(Raw records)

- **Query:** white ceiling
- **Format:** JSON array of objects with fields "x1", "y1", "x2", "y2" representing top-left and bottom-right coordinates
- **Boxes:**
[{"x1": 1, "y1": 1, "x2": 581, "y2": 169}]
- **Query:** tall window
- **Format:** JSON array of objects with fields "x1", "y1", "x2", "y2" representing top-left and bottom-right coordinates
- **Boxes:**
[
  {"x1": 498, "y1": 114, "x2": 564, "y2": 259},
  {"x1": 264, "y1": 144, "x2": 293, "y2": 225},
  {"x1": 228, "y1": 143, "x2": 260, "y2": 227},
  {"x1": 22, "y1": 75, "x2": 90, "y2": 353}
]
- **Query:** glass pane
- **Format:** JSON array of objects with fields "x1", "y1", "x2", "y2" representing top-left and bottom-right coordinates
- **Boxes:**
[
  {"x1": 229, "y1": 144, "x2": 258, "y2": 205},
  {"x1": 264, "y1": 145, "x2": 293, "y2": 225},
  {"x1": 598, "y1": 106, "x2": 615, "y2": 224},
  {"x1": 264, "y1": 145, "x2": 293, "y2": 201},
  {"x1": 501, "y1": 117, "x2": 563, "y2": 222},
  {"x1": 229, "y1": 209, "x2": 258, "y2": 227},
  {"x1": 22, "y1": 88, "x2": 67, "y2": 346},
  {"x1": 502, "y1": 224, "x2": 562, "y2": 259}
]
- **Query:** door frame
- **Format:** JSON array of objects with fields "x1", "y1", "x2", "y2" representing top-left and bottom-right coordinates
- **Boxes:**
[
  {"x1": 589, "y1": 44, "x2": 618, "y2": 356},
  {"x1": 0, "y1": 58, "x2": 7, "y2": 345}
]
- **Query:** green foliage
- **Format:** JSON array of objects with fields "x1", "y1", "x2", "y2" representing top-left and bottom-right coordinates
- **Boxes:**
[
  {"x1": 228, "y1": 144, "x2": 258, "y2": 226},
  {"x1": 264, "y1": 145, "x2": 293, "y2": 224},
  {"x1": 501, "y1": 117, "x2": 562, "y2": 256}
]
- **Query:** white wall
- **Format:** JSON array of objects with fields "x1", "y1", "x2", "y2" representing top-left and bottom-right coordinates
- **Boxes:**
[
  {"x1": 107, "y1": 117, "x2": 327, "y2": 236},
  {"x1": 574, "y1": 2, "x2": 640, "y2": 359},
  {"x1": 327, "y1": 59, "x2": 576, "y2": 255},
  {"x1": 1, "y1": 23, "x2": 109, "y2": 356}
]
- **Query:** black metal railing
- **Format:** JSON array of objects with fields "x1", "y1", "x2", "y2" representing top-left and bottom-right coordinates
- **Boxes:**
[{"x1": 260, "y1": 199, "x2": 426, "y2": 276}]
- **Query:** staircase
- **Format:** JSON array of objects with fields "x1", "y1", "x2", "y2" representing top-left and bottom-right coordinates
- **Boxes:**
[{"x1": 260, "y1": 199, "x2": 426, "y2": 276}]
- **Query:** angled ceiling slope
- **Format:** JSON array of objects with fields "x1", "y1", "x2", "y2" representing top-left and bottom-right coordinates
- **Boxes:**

__Job__. Copy every line from the one that has "- **Query:** green foliage" through the end of the records, including the lines that state what to find, and add 73 to each bounding-box coordinate in the answers. Do not change anything else.

__Solution__.
- **Query:** green foliage
- **Format:** JSON array of objects with fields "x1", "y1", "x2", "y2" representing top-left and bottom-right coordinates
- **Boxes:**
[
  {"x1": 301, "y1": 217, "x2": 331, "y2": 299},
  {"x1": 337, "y1": 218, "x2": 366, "y2": 297},
  {"x1": 574, "y1": 190, "x2": 635, "y2": 329}
]
- **Query:** white wall
- **Format:** JSON array of objects with fields "x1", "y1", "x2", "y2" representing top-left and bottom-right coordinates
- **Boxes:**
[
  {"x1": 180, "y1": 190, "x2": 400, "y2": 309},
  {"x1": 647, "y1": 75, "x2": 713, "y2": 432},
  {"x1": 400, "y1": 132, "x2": 649, "y2": 328},
  {"x1": 74, "y1": 96, "x2": 182, "y2": 429}
]
- **Query:** black metal railing
- **Format:** JSON array of objects with fields "x1", "y1", "x2", "y2" representing top-left and bottom-right coordinates
- **Boxes:**
[{"x1": 333, "y1": 272, "x2": 499, "y2": 349}]
- **Query:** staircase
- **Format:** JSON array of objects with fields "x1", "y1", "x2", "y2" representing top-left and bottom-right coordinates
- **Boxes:**
[{"x1": 333, "y1": 272, "x2": 499, "y2": 349}]
- **Query:** angled ceiling slope
- **Format:** JSON array of objects with fields "x1", "y1", "x2", "y2" representing top-left and bottom-right coordinates
- **Boxes:**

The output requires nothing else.